CHALLENGES >>
1) List every poster name that appears as a header in the forum thread about screen names, in the order they appear.
2) Extend the forum thread about screen names, starting right after its final sentence.

++++ EXTRACT

I got mine from being a big and tall fast-pitch softball pitcher. Big Unit for the Pitcher and 68 for my height 6'8". When I met my girlfriend I had a jacket that had Big Unit on it. She wasn't a baseball fan so she thought it meant something else....sorry to disappoint. lol. Great thread. Very original.


----------



## Chuck Smith

big unit.....

Who did you play fastpitch for? I am on a team in MN and we travelled to virgina a few years ago to play. I might have seen you pitch.


----------



## Remington 7400

:sniper:


----------



## Guest

An old girlfriend gave it to me. Haven't got a clue why :beer:


----------



## Bore.224

Sorry that info is top secret!


----------



## cya_coyote

well, mine is also not as good as some others... i have heard this from more females than i care to remember... dont' know why...

also, love to hunt the silly things... dogs, that is... well, maybe the girls too!

cya- first letter of first name, first 2 letters of last name
coyote- favorite quarry to chase

if you see the name on any site or mail from yahoo, its me!

cya
:sniper:


----------



## Mad2go!

I tried several names but many were taken. So i came up with mad2go. I used the first three letters in my last name. Like many people here coyote hunting is something to between all the other great outdoor activities. For me it's rabbit, moose, caribou,duck, salmon season etc.... The wife tells me all the time i'm crazy as i'm going out the door. I say no i'm "mad2go"!!.   Although i'm still waiting for my first yote so maybe she's right!! :roll:

Trevor


----------



## saskcoyote

After reading the Nodak forums for a few months I decided to register back a few weeks back. Noticing that everyone who posted had a screen name, I chose to go with 'saskcoyote' for two reasons. The first was because I'm from Saskatchewan and I enjoy hunting coyotes so it seemed a natural. The second was because it was easy for me to remember it LOL. What's puzzled me, however, why it's necessary to have a screen name in the first place. Why not just post using your regular name. Mine is Lin Orosz. Also, I've noticed posters don't even indicate the place where they're from (I'm not ashamed or embarrassed or reticent to say who I am or where I'm from or what I do for a living). I'm new to this game (Nodak is the first site I've ever posted to) so I don't know but is there a good reason not to provide fellow coyote hunters with this information? Maybe there is. Perhaps those who've responded to this thread could enlighten me.

++++++++
++++ DATA ENTRIES

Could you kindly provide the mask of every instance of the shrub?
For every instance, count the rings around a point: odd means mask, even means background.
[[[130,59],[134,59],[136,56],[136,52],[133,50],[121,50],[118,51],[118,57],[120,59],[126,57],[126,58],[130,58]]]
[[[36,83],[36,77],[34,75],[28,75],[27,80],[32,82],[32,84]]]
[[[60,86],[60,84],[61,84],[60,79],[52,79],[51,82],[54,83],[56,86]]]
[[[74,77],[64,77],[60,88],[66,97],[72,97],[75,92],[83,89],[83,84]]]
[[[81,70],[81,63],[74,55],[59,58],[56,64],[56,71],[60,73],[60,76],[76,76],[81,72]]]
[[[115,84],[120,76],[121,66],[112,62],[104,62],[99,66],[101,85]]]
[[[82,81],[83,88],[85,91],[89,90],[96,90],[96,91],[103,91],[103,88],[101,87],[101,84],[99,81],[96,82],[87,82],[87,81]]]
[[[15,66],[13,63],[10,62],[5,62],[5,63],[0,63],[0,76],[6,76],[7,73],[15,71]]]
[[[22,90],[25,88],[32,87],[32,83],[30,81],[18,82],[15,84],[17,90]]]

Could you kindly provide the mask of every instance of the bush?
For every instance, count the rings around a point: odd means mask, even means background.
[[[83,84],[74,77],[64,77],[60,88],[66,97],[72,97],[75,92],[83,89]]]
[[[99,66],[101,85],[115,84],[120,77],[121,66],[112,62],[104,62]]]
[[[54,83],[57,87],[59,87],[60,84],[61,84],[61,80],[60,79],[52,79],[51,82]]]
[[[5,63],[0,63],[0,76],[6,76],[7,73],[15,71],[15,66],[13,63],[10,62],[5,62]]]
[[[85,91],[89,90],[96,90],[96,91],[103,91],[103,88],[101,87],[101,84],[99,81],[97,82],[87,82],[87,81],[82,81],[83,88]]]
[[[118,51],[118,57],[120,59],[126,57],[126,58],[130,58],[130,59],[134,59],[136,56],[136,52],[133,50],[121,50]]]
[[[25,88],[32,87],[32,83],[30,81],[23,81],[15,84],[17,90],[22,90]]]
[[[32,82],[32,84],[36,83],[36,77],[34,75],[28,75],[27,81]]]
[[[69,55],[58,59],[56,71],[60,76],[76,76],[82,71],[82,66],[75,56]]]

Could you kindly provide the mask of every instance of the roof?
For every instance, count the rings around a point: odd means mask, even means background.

++++++++

OUTPUTS >>
1)
Chuck Smith
Remington 7400
Guest
Bore.224
cya_coyote
Mad2go!
saskcoyote

2)
----------



## Fallguy

I'm not sure why we dont' use our real names. I guess I've never really thought about it. All you need to do to see mine is click on my profile. My name is my email address: Eric Polries. I am pretty certain I am the only person in this world with my name.


----------



## TheBear

Mine is The Bear....I started shaving at the ripe old age of 13 hence the name.

So far this year we have 30 coyotes and one red out of ND


----------



## 1shot1yote

I really like guns, I mean who doesn't? I like accurate guns. I haved always liked the term 1 shot 1 kill but I didn't think it would very original to take somone else' saying so I came up with 1shot1yote, besides it seemed to be fitting for the site.

Justin


----------



## Jiffy

Justin, trust me you wouldn't want OSOK as a screen name anyway!

We've already had an OSOK (one shot one kill) and he was a complete idiot. 

He did teach the likes of Plainsman and Huntin1 alot about the art of marksmanship though.

"If you don't have one ragged hole at 300 yards there has to be something wrong with you......" (paraphrase)

:lol: :lol: :beer:


----------



## Bloodyblinddoors

saskcoyote said:


> I've noticed posters don't even indicate the place where they're from


I dont fully understand either :huh: Maybe they're affraid that some one will find them if they say something offensive.....pure speculation :huh:


----------



## Fallguy

Jiffy said:


> Justin, trust me you wouldn't want OSOK as a screen name anyway!
> 
> We've already had an OSOK (one shot one kill) and he was a complete idiot.
> 
> He did teach the likes of Plainsman and Huntin1 alot about the art of marksmanship though.
> 
> "If you don't have one ragged hole at 300 yards there has to be something wrong with you......" (paraphrase)
> 
> :lol: :lol: :beer:


LOL :rollin: :rollin: :rollin:


----------



## Slider_01

Mine is derived from my female golden, Slider, and the year she was born, 2001. I wish I had a good story about sliding into a ditch or something along those lines, but alas, it is not to be. I was going to use the name Buried, as it seems I am very proficient at burying my truck whenever I visit your great state. In my defense though, two of the times the tiles the farmer had put out on his farm had washed out (not sure how that happened), and when the weight of the truck went over them, well, you can figure it out. The first time he pulled me out we both laughed at how unlucky can you get, the second time he realized he may have a problem. The second one was like a sinkhole, come to find out the crew who did the work failed to mate two sections together and created the gap...
Anyway, my real name is Rick and I hail from southern Ohio.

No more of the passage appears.